• [Quoted text]:
In speaking with forecasters for the last few weeks, there is a general feeling that it is very difficult to both accept and reject the model guidance. The models don’t have to be perfect in individual fields (correct values or low RMS error) but rather just need to be relatively correct (errors can cancel). How can we realistically predict model success or model failure? Can we predict when forecasters will get this assessment incorrect?

Adding Value

Today the CI (convective initiation) forecast team opted to forecast for northern Nebraska, much of South Dakota, southern and eastern North Dakota, and far west-central Minnesota for the 3-hr window of 21-00 UTC. The general setup was one with an anomalously deep trough ejecting northeast over the intermountain West. Low-level moisture was not all that particularly deep as a strong, blocking ridge had persisted over the southern and eastern United States for much of the past week. With that said, the strength of the ascent associated with the ejecting trough, the presence of a deepening surface low, and a strengthening surface front was such that most numerical models insisted that precipitation would break out across the CI forecast domain. The $64,000 question was, “Where?”.

One model in particular, the High-Resolution Rapid Refresh (HRRR) model insisted that robust storm development would occur across central and north-eastern South Dakota during the late afternoon hours. It just so happened that this CI episode fell in outside the CI team’s forecast of a “Moderate Risk” of convective initiation. As the CI forecast team poured over more forecast information than any single individual could possibly retain, we could not make sense of the how or why the HRRR model was producing precipitation where it was. The environment would (should?) be characterized by decreasing low-level convergence as the low-level wind fields responded to the strengthening surface low to the west. Furthermore, the surface front (and other boundaries) were well removed from the area. Still, several runs of the HRRR insisted storms would develop there.

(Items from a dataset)
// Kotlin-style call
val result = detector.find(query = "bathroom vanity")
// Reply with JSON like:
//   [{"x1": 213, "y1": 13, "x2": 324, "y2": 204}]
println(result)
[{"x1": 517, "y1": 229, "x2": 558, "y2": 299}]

--

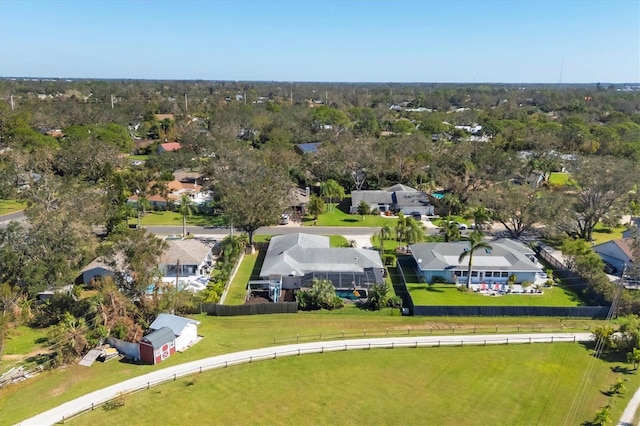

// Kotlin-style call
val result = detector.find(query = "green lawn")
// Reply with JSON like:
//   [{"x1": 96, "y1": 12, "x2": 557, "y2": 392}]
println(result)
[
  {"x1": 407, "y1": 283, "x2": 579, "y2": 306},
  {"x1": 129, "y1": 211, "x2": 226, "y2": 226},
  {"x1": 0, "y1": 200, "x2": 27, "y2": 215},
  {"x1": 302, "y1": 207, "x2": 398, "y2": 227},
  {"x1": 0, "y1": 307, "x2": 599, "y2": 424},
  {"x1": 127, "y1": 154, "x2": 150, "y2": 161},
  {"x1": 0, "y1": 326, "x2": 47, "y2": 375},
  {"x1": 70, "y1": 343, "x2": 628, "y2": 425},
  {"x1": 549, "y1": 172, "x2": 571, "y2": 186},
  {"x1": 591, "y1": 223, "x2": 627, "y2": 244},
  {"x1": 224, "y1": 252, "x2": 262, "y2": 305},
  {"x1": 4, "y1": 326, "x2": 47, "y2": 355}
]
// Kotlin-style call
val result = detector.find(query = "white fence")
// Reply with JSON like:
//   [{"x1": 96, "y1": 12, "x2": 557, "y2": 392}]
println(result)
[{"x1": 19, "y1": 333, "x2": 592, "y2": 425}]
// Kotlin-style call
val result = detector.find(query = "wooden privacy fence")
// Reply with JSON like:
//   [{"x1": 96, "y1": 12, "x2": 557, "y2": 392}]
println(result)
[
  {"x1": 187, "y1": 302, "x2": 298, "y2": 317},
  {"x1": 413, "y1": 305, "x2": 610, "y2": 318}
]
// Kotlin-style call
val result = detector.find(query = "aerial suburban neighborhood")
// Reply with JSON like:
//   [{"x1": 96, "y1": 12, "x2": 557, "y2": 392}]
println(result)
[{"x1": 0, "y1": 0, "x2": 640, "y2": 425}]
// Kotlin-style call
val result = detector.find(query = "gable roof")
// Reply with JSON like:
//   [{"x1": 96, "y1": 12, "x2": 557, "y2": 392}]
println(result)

• [What is asked]:
1. In the forecasting excerpt, which model kept predicting robust storm development across central and north-eastern South Dakota?
2. Reproduce the forecasting excerpt word for word from "One model in" to "would develop there.".
3. Check each statement against the forecasting excerpt and mark it yes or no, quoting the words that decide it: (a) The CI team forecast for a 3-hr window of 21-00 UTC. (b) Low-level moisture over the region was deep. (c) The surface front lay close to the area where the HRRR produced storms.
Rely solely on the forecasting excerpt when answering.

• [Answers to the exercises]:
1. The High-Resolution Rapid Refresh (HRRR) model.

2.
One model in particular, the High-Resolution Rapid Refresh (HRRR) model insisted that robust storm development would occur across central and north-eastern South Dakota during the late afternoon hours. It just so happened that this CI episode fell in outside the CI team’s forecast of a “Moderate Risk” of convective initiation. As the CI forecast team poured over more forecast information than any single individual could possibly retain, we could not make sense of the how or why the HRRR model was producing precipitation where it was. The environment would (should?) be characterized by decreasing low-level convergence as the low-level wind fields responded to the strengthening surface low to the west. Furthermore, the surface front (and other boundaries) were well removed from the area. Still, several runs of the HRRR insisted storms would develop there.

3.
(a) Yes: "for the 3-hr window of 21-00 UTC."
(b) No: "Low-level moisture was not all that particularly deep."
(c) No: "the surface front (and other boundaries) were well removed from the area."